Count the lines in the records below that contain the string "stair", and give only that number.

[START OF Dataset rows]

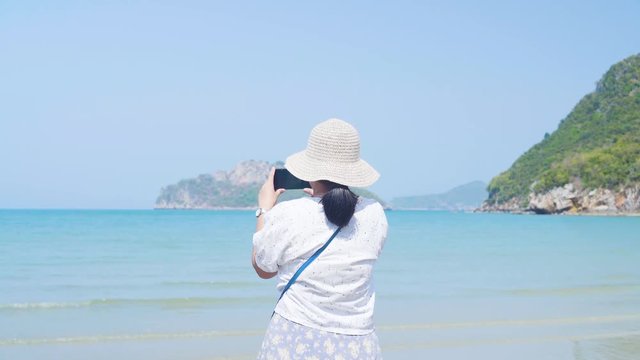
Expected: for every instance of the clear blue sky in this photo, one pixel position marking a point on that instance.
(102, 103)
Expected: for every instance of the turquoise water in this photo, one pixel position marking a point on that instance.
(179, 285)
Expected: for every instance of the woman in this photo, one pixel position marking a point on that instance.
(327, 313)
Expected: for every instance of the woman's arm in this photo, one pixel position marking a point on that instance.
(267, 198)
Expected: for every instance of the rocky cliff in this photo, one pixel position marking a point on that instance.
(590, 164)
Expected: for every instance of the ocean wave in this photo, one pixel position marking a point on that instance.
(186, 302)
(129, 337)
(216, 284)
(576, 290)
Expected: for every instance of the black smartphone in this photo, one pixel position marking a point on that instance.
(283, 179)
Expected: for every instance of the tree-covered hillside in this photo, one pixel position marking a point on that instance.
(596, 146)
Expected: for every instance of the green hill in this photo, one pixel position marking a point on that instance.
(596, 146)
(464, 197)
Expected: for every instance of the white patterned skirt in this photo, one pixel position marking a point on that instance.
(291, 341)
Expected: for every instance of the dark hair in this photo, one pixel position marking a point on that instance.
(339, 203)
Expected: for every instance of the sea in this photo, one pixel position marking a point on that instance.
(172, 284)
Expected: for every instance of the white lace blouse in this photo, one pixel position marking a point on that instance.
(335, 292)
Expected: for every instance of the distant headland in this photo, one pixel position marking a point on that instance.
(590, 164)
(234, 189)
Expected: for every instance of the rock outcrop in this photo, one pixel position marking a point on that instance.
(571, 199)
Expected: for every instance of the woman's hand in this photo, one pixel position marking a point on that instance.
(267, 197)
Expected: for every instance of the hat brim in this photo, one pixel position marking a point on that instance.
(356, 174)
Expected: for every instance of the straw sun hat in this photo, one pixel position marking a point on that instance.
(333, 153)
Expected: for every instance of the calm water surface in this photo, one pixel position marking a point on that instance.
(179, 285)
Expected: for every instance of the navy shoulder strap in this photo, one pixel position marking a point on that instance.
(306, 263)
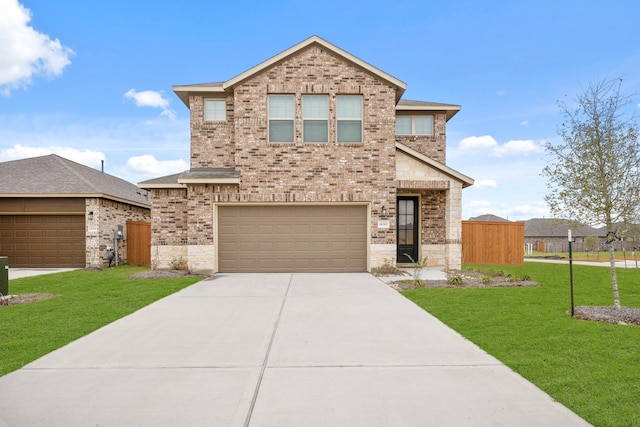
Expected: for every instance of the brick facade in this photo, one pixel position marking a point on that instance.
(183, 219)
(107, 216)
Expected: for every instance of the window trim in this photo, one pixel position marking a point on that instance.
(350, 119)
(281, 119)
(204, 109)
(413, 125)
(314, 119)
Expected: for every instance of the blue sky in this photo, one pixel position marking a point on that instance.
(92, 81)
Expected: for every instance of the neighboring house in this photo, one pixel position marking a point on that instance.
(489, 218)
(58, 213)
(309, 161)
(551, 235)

[END OF Dataset rows]
[START OF Dataset rows]

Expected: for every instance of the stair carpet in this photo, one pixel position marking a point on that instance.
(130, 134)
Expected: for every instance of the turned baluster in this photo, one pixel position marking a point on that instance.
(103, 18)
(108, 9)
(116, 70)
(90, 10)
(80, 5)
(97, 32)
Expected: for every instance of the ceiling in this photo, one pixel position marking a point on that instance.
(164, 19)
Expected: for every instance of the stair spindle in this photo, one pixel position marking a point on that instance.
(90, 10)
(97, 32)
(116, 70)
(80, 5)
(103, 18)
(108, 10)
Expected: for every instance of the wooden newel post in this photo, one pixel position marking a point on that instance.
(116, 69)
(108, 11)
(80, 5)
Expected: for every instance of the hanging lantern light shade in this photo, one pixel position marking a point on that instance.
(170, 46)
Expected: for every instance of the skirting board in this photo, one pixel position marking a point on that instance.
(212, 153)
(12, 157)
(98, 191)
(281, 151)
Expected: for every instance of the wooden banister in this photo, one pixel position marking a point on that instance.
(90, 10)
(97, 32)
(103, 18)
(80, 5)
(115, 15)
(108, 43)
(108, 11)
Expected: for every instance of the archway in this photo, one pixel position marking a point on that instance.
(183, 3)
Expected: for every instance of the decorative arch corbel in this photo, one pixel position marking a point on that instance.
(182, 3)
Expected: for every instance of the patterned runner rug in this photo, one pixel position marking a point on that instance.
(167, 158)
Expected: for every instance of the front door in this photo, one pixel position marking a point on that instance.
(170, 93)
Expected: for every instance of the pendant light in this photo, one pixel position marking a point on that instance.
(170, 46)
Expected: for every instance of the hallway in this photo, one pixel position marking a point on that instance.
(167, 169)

[END OF Dataset rows]

*Written solution*: 2